▸ AIM
Repeat the whole listing exactly.

————

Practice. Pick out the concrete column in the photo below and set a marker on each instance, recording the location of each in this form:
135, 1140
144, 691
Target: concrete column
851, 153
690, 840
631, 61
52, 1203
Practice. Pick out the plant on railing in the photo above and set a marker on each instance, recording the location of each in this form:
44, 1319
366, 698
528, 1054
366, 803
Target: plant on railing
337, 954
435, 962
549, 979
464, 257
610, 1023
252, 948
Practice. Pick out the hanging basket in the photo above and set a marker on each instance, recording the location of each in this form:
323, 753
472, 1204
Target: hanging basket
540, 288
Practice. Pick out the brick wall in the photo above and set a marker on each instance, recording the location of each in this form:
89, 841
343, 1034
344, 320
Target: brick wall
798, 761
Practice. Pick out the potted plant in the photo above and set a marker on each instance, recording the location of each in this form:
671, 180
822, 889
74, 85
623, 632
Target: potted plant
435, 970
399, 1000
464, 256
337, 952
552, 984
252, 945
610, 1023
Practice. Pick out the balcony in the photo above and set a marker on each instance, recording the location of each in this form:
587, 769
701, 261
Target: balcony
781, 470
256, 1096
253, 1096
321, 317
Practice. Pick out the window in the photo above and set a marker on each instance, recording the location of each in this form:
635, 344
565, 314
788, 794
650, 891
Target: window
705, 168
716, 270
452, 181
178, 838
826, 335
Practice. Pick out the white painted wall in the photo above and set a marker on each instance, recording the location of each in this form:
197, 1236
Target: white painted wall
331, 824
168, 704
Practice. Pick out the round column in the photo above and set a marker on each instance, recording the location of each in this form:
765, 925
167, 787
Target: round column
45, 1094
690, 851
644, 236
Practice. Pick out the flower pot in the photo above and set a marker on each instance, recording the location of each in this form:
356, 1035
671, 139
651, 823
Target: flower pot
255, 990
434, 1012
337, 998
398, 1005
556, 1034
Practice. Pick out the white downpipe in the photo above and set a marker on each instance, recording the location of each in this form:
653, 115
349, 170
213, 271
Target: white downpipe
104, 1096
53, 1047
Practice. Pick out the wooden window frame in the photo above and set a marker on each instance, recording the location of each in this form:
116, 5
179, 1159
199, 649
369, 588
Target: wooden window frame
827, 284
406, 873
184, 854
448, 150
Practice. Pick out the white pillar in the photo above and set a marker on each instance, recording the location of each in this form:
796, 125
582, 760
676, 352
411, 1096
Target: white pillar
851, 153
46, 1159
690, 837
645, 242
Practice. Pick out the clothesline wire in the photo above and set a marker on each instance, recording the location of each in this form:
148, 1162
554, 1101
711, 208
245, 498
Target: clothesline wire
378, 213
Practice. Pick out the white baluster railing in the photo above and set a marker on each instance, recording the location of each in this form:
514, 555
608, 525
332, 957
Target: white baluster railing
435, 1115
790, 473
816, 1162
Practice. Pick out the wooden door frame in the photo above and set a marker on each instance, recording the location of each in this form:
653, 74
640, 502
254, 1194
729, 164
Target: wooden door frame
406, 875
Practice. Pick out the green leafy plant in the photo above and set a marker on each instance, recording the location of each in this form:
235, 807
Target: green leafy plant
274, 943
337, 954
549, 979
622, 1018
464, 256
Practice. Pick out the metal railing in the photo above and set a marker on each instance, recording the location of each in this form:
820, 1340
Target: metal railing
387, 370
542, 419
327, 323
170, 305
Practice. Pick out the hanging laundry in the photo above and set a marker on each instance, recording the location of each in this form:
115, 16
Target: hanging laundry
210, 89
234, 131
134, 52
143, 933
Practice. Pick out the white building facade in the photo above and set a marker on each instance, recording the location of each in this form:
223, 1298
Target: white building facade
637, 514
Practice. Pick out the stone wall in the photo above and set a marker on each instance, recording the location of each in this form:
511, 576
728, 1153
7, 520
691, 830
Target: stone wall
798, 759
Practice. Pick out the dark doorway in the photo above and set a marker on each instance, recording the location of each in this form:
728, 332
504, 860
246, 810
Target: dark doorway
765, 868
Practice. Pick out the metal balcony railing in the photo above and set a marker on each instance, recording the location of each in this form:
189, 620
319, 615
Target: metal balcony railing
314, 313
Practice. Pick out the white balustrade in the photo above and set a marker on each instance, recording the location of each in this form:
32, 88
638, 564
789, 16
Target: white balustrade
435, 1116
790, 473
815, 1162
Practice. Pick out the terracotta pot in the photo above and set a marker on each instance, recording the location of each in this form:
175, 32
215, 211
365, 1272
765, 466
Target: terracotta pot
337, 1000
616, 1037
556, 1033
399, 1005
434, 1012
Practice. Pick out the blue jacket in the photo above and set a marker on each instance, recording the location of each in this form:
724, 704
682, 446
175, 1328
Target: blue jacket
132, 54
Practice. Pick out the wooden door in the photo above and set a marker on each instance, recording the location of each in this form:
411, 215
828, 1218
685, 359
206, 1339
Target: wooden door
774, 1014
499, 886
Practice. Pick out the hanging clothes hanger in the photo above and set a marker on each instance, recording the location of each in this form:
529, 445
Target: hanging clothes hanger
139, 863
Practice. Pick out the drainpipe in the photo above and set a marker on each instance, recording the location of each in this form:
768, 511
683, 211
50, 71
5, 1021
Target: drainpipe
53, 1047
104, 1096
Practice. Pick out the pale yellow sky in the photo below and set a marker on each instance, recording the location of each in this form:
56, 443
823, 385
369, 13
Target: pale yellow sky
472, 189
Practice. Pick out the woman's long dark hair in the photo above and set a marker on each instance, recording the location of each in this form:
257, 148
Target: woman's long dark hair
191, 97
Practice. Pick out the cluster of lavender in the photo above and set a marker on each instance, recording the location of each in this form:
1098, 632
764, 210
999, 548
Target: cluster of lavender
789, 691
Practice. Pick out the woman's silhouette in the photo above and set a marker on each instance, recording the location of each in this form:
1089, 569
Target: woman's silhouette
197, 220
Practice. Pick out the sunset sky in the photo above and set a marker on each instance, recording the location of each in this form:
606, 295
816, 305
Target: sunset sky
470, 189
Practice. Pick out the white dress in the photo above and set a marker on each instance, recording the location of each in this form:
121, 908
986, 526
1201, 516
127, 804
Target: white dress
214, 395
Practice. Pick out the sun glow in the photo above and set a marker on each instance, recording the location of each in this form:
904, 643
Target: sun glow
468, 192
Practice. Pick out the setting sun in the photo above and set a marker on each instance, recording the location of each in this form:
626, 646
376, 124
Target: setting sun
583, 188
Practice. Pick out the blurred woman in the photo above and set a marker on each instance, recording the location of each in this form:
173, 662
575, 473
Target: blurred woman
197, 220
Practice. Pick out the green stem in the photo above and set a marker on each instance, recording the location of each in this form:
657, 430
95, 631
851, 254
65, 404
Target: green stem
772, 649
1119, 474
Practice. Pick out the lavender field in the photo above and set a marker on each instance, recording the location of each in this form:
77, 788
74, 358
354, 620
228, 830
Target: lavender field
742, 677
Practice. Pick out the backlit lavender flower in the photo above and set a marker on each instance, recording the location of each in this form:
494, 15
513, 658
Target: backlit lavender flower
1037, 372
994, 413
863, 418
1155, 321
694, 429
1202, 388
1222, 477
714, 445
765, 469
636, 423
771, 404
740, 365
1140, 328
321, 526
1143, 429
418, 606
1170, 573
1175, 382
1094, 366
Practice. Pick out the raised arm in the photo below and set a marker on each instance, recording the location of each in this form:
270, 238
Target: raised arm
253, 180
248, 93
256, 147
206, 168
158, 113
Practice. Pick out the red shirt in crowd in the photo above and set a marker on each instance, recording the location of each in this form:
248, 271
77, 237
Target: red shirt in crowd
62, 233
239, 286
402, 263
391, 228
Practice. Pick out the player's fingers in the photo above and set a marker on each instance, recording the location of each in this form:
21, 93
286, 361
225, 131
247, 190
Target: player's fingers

————

▸ WRITTEN ANSWER
Practice. Pick out the concrete column in the photo below and set a marker on each instance, recording the location of each in this form:
135, 1140
144, 691
Target: concrete column
851, 153
690, 840
631, 61
52, 1203
Practice. Pick out the plant on railing in the photo above and set a marker on each instance, recording the location of each in this form:
44, 1319
366, 698
528, 1054
366, 803
Target: plant on railing
337, 954
435, 962
549, 979
464, 257
610, 1023
252, 948
Practice. Pick out the hanging basket in the photo above and set a marker on each instance, recording the location of each in this form:
323, 753
472, 1204
Target: hanging basket
540, 288
Practice. Pick out the brick wall in the photo above and set a marker on each instance, recording the location of each in this form:
89, 841
343, 1034
344, 320
Target: brick wall
798, 761
Practice. Pick out the potted plant in the photo above and set a marker on each instance, recording the location of each in this form:
671, 180
822, 889
74, 85
623, 632
Target: potted plant
435, 970
399, 1000
464, 256
337, 952
552, 984
252, 945
610, 1023
Practice. Pick out the balcony in the photo above and set a marker on each instance, recording the location of each in this form:
587, 769
701, 261
Target: balcony
781, 470
256, 1096
253, 1096
321, 317
Practice. Pick out the window in the photo above and set a marker on each instance, recording the location of each in this form:
635, 344
565, 314
788, 794
650, 891
Target: window
705, 168
716, 270
452, 181
178, 838
826, 335
Practice. Pick out the white painted wall in the photo above and set a marker on each instance, recording the location of each in this form:
197, 1236
Target: white painted wall
331, 824
168, 704
Practice. Pick out the round column in the photo above and set a marker on each instance, recording the location of each in this form:
765, 925
167, 787
Target: round column
45, 1094
690, 851
644, 236
Practice. Pick out the flower pot in the photo above and set a marker on each instance, recording the location of each in this form:
356, 1035
671, 139
651, 823
Target: flower pot
255, 990
434, 1012
337, 998
398, 1005
556, 1034
Practice. Pick out the white downpipe in the photo above and set a marker on each instance, recording the location of each in this form:
653, 115
349, 170
213, 271
Target: white downpipe
104, 1096
53, 1047
Practice. Pick out the wooden window frame in the photo above and set a marker on each instance, recording the location of each in this form:
116, 5
179, 1159
199, 649
369, 588
Target: wooden window frame
827, 284
406, 873
184, 854
448, 150
Practice. Pick out the white pillar in the photo above and set a marker on each instance, recording the location of each in this form:
796, 125
582, 760
676, 352
411, 1096
Target: white pillar
851, 153
46, 1159
690, 837
645, 242
Practice. Pick out the clothesline wire in the photo above and set a marker on each instance, recording the location of each in this form:
148, 1162
554, 1101
711, 208
245, 498
Target: clothesline wire
378, 213
Practice. Pick out the white baluster railing in the photo above and set a marker on each instance, recording the location of each in this form:
514, 555
608, 525
332, 957
Target: white baluster railing
435, 1115
790, 473
816, 1162
Practice. Pick out the wooden door frame in the photo above and set a marker on each instance, recording the location of each in this form:
653, 74
640, 502
254, 1194
729, 164
Target: wooden door frame
406, 875
Practice. Pick out the green leafy plant in the photo above and set a marker on each instance, recording the location of each in this form:
235, 807
Target: green leafy plant
274, 943
337, 954
549, 979
622, 1018
464, 256
Practice. Pick out the metal railing in the photo above and set a marker on each instance, recording the location of each in this form:
820, 1340
Target: metal railing
387, 370
542, 419
327, 323
170, 305
Practice. Pick out the hanging laundry in the photo above and set a marker on each instance, recording the location of each in this form:
115, 16
Target: hanging laundry
210, 89
234, 131
134, 52
143, 933
Practice. Pick out the white building facade in the photo above and set a marker on each instance, recording the location of each in this form:
223, 1298
Target: white building facade
637, 514
Practice. Pick out the stone wall in the photo above and set a marker on each instance, recording the location of each in this form:
511, 576
728, 1153
7, 520
691, 830
Target: stone wall
798, 759
Practice. Pick out the dark doorway in the photo above and set a marker on each instance, recording the location of each in this form:
728, 332
504, 860
246, 810
Target: dark doorway
765, 868
Practice. Pick out the metal balcony railing in the photo above and set a marker on each instance, recording the location of each in this form:
189, 620
319, 615
Target: metal balcony railing
314, 313
Practice. Pick out the white balustrade in the photo above and set a marker on each instance, recording the location of each in this form:
32, 88
638, 564
789, 16
Target: white balustrade
435, 1116
790, 473
815, 1162
Practice. Pick out the terracotta pot in the photo above and set a marker on each instance, recording the location of each in this form:
175, 32
215, 211
365, 1272
765, 466
Target: terracotta pot
337, 1000
616, 1037
556, 1033
399, 1005
434, 1012
Practice. Pick out the blue jacket in the photo above and set a marker on each instance, recording the location of each in this form:
724, 704
682, 446
175, 1328
Target: blue jacket
132, 54
Practice. Pick out the wooden door in the photo above and set a marker on each instance, recording the location of each in this form:
411, 215
828, 1218
685, 359
206, 1339
Target: wooden door
774, 1014
499, 886
Practice. Pick out the hanging clothes hanger in the photo above and set a marker on each instance, recording the location of each in this form:
529, 445
Target: hanging clothes hanger
139, 863
Practice. Pick out the drainpipe in the photo above and set a marker on each instance, recording the location of each in this form:
768, 511
683, 211
50, 71
5, 1021
Target: drainpipe
53, 1047
104, 1096
Practice. Pick out the pale yellow sky in the photo below and set a marker on each instance, recording the location of each in this form:
56, 443
823, 385
369, 13
Target: pale yellow sky
472, 189
Practice. Pick out the woman's long dark hair in the photo above and set a marker on each instance, recording the location of each in this form:
257, 148
Target: woman's long dark hair
191, 97
Practice. Pick out the cluster of lavender in the photo above and set a marker on each instance, recording the location of each in this form:
1098, 632
764, 210
999, 548
Target: cluster of lavender
789, 691
Practice. Pick out the woman's silhouette in the photo above and set a marker on each instance, recording the location of each in this form:
1089, 569
Target: woman's silhouette
197, 220
Practice. Pick out the sunset sky in the photo above and set a marker on each instance, recording the location of each in this form:
606, 295
816, 305
Target: sunset sky
470, 189
Practice. Pick out the white dress in the photo above and set a marker on each instance, recording the location of each in this form:
121, 908
986, 526
1201, 516
127, 804
Target: white dress
214, 395
Practice. Pick out the sun glow in the photo above and set a marker on each instance, recording the location of each in this form:
904, 643
Target: sun glow
468, 192
Practice. Pick out the setting sun in the photo above and set a marker on each instance, recording the location of each in this form:
626, 646
376, 124
Target: setting sun
583, 188
Practice. Pick out the blurred woman in the photo above and set a marker on each instance, recording the location of each in this form:
173, 662
575, 473
Target: blurred woman
197, 220
Practice. Pick out the green stem in the photo above and set a marker on each instance, recording the location of each in this form:
657, 430
95, 631
851, 254
65, 404
Target: green stem
772, 649
1119, 474
Practice. Pick out the lavender field in the photo above and set a marker on each instance, recording the location of each in this form:
77, 788
74, 358
354, 620
228, 830
Target: lavender field
742, 677
Practice. Pick out the backlit lavender flower in the photo above and set a marker on each instance, recording the location of each in this form:
494, 15
513, 658
Target: backlit lavender flower
1037, 372
994, 413
863, 418
1155, 321
694, 429
1202, 388
1222, 477
714, 445
765, 469
636, 423
771, 404
740, 365
1140, 328
321, 526
1143, 429
418, 606
1170, 573
1175, 382
1094, 366
Practice. Pick out the raised arm in the photo below and set a marker on each instance, recording the location of each in this form:
270, 238
Target: raised arm
253, 180
248, 93
256, 147
206, 168
158, 113
Practice. Pick out the red shirt in crowd in the photo above and set a marker on each instance, recording the location of each in this form:
248, 271
77, 237
Target: red shirt in crowd
62, 233
239, 286
402, 263
391, 228
Practice. Pick out the player's fingers in the photo above and set a marker on each instance, recording the location of each in this form:
21, 93
286, 361
225, 131
247, 190
Target: player's fingers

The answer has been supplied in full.